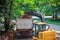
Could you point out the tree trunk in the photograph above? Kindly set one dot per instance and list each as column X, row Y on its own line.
column 54, row 16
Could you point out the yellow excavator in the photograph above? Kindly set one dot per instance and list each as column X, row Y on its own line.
column 41, row 31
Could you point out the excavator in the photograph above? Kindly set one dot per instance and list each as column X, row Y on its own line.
column 40, row 30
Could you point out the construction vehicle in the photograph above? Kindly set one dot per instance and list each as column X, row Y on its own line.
column 41, row 31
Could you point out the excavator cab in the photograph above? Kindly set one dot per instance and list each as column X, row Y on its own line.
column 41, row 31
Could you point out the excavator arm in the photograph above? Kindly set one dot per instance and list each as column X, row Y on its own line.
column 33, row 13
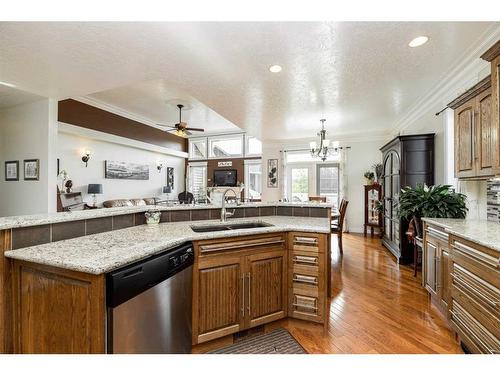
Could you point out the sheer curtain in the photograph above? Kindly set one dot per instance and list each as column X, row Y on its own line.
column 344, row 180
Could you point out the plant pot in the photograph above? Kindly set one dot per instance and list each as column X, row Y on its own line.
column 418, row 226
column 152, row 217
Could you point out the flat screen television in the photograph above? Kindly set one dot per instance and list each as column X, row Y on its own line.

YOUR OBJECTIVE:
Reproduce word for word the stretch of the rows from the line containing "Could you point out the excavator cab" through the last row, leaving out the picture.

WRITTEN RESPONSE:
Could you point out the excavator cab in the photograph above? Kindly set one dot per instance and list each as column X, row Y on its own line.
column 41, row 31
Could you point out the excavator arm in the photograph above? Kindly set one dot per instance and list each as column X, row Y on its own line.
column 33, row 13
Could you point out the sheer curtain in the photograph above? Kindly set one dot per instance and list each as column X, row Y on its own line.
column 344, row 180
Could you point out the plant pot in the photograph above? Kindly set one dot per instance and list each as column X, row Y on its own line.
column 418, row 226
column 152, row 217
Could you point out the flat screen television in the photograph above? Kindly set one dot per instance and list each as column X, row Y on its own line.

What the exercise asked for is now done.